+++ EXTRAIT +++
RAPPEL DU RÔLE ET DES OBLIGATIONS DES ADMINISTRATEURS

31 mars 2020

drew-beamer-Se7vVKzYxTI-unsplashAux termes de la Loi canadienne sur les sociétés par actions (Canada) (« LCSA »)1 et de la Loi sur les sociétés par actions (Québec) (« LSA »)2, en plus d’agir avec intégrité et bonne foi, et avec le soin, la diligence et la compétence d’une personne prudente en pareilles circonstances, l’administrateur et le dirigeant d’une société ont l’obligation d’agir « avec pour seul objectif le bien de la société, personne distincte, sans tenir compte des intérêts d’aucune autre personne, groupe ou entité. » [nous soulignons]3.

En effet, « l’administrateur ne doit défendre ni l’intérêt du groupe d’actionnaires qui l’a spécialement désigné, ni celui de la majorité des actionnaires à qui il doit son élection, ni celui de la catégorie distincte d’actionnaires qui l’a élu, le cas échéant, ni même celui de la totalité des actionnaires. Les administrateurs ne sont en effet pas mandataires des actionnaires : la loi dit expressément qu’ils sont mandataires de la société »4, principe que vient codifier le Code civil du Québec à l’article 321 qui se lit comme suit :

« 321 L’administrateur est considéré comme mandataire de la personne morale. Il doit, dans l’exercice de ses fonctions, respecter les obligations que la loi, l’acte constitutif et les règlements lui imposent et agir dans les limites des pouvoirs qui lui sont conférés. » [nous soulignons].

Courant jurisprudentiel

Malgré l’article 119 de la LSA et le paragraphe 122 (1) de la LCSA, un courant jurisprudentiel voulant que l’intérêt des parties intéressées de la société doive être considéré lors de la prise de décision par les administrateurs s’est développé. En effet, « bien que les administrateurs doivent agir au mieux des intérêts de la société, il peut également être opportun, sans être obligatoire, qu’ils tiennent compte de l’effet des décisions concernant la société sur l’actionnariat ou sur un groupe particulier de parties intéressées. […] En déterminant ce qui sert le mieux les intérêts de la société, les administrateurs peuvent examiner notamment les intérêts des actionnaires, des employés, des créanciers, des consommateurs, des gouvernements et de l’environnement. »5.

Toutefois, en vertu de la même Décision BCE, la Cour suprême du Canada affirme que les administrateurs doivent prendre leurs décisions « au mieux des intérêts de la société en tant qu’entreprise socialement responsable, et que pour cette fin, pour éviter de donner ouverture à des recours pour oppression, ils doivent traiter de façon juste et équitable chaque partie intéressée touchée par les actes de la société. » 6 [nous soulignons].
+++ DONNÉES EXTRAITES +++
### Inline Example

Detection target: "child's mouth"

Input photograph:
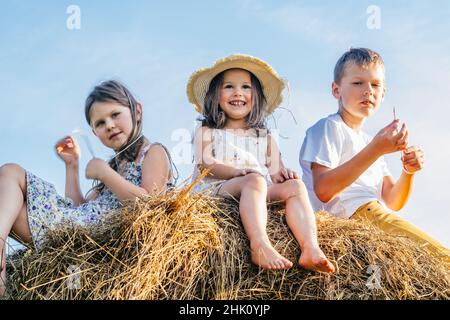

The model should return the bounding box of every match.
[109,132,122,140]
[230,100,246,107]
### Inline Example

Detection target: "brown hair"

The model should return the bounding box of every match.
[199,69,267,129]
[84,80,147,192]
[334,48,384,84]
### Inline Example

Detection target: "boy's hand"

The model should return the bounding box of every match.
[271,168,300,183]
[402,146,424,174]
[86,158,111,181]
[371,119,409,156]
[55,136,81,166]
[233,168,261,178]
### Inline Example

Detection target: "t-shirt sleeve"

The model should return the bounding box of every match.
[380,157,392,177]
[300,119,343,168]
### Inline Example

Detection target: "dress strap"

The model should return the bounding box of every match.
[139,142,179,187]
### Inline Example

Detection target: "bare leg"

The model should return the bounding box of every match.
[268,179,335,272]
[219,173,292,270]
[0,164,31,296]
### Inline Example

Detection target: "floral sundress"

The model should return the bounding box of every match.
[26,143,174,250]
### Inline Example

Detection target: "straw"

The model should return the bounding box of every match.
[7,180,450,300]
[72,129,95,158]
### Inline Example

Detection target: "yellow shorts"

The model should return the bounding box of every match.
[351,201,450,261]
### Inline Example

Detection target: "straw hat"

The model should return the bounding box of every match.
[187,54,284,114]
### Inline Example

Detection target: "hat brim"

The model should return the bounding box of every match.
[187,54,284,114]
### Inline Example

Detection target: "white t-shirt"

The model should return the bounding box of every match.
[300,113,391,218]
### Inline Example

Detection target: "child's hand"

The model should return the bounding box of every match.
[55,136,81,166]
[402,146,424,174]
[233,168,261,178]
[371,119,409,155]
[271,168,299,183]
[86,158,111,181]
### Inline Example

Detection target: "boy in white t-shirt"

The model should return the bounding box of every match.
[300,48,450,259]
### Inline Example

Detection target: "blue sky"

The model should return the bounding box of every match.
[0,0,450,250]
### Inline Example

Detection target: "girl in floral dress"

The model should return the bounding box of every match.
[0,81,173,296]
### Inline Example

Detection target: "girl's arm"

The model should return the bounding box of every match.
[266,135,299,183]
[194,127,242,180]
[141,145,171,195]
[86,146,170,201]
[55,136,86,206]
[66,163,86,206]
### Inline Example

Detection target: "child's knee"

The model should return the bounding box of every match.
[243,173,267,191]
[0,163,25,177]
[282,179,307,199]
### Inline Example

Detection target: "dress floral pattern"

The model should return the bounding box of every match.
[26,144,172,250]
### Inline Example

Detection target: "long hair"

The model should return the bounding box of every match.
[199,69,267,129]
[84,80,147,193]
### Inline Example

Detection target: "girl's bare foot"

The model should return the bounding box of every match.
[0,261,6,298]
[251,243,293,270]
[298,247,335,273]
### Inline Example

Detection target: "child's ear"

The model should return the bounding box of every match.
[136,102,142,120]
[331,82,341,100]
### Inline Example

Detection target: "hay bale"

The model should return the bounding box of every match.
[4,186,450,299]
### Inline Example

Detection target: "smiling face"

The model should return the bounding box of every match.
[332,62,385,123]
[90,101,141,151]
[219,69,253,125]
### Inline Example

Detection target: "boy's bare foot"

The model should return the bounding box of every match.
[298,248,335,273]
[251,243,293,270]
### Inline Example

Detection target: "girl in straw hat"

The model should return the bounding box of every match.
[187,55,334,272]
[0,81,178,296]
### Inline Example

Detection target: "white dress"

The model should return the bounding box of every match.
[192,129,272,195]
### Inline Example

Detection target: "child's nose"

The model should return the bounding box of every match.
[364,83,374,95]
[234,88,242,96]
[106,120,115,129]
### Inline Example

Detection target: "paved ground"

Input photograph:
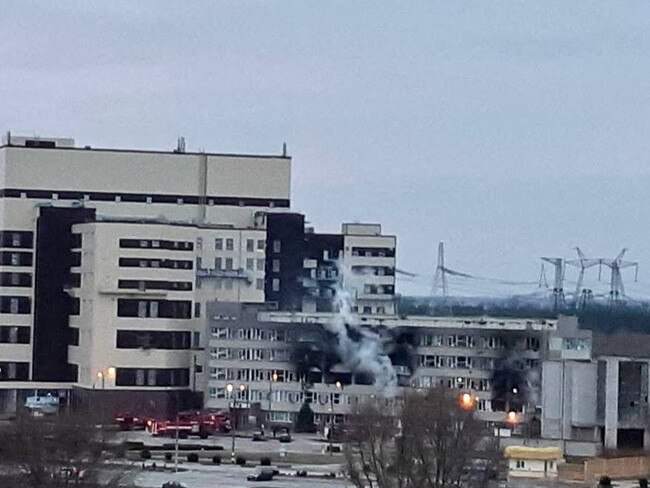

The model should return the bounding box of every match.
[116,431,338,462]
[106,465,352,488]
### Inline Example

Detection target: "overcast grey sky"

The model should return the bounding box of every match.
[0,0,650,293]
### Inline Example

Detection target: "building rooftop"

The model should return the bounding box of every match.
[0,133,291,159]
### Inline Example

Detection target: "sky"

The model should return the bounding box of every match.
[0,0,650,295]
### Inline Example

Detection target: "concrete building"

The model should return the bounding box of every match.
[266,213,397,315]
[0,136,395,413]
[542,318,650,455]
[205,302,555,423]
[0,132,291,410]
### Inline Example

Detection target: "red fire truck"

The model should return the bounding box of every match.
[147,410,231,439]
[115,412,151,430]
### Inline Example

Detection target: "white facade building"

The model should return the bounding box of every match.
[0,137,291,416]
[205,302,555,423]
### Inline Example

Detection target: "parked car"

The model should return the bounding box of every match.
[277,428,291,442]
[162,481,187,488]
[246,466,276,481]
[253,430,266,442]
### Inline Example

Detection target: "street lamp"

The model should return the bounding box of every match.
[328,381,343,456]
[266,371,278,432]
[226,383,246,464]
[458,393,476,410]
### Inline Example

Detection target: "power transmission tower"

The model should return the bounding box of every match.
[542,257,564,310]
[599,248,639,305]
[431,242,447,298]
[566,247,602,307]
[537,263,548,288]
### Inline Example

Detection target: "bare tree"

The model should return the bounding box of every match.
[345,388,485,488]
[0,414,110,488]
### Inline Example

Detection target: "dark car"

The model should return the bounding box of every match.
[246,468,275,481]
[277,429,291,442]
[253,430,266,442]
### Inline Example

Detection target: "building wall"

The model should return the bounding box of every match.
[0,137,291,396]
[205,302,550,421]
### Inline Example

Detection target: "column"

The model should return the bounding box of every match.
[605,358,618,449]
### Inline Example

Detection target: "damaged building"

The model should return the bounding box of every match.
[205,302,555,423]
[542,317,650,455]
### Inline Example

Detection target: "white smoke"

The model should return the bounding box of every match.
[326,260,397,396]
+++
» **OBJECTIFS**:
1 > D’après l’extrait, de qui les administrateurs sont-ils mandataires ?
2 > Dites si chacun des énoncés suivants concorde avec l’extrait, en citant les mots qui tranchent. (a) Le Code civil du Québec considère l’administrateur comme mandataire de la personne morale. (b) Les administrateurs sont tenus de prendre en compte l’effet de leurs décisions sur les parties intéressées. (c) Selon la Cour suprême du Canada, les administrateurs doivent traiter équitablement chaque partie intéressée touchée par les actes de la société.

» **RÉSULTATS FINAUX**:
1 > De la société.

2 >
(a) Oui : « L’administrateur est considéré comme mandataire de la personne morale. »
(b) Non : « il peut également être opportun, sans être obligatoire, qu’ils tiennent compte de l’effet des décisions concernant la société sur l’actionnariat ou sur un groupe particulier de parties intéressées ».
(c) Oui : « ils doivent traiter de façon juste et équitable chaque partie intéressée touchée par les actes de la société ».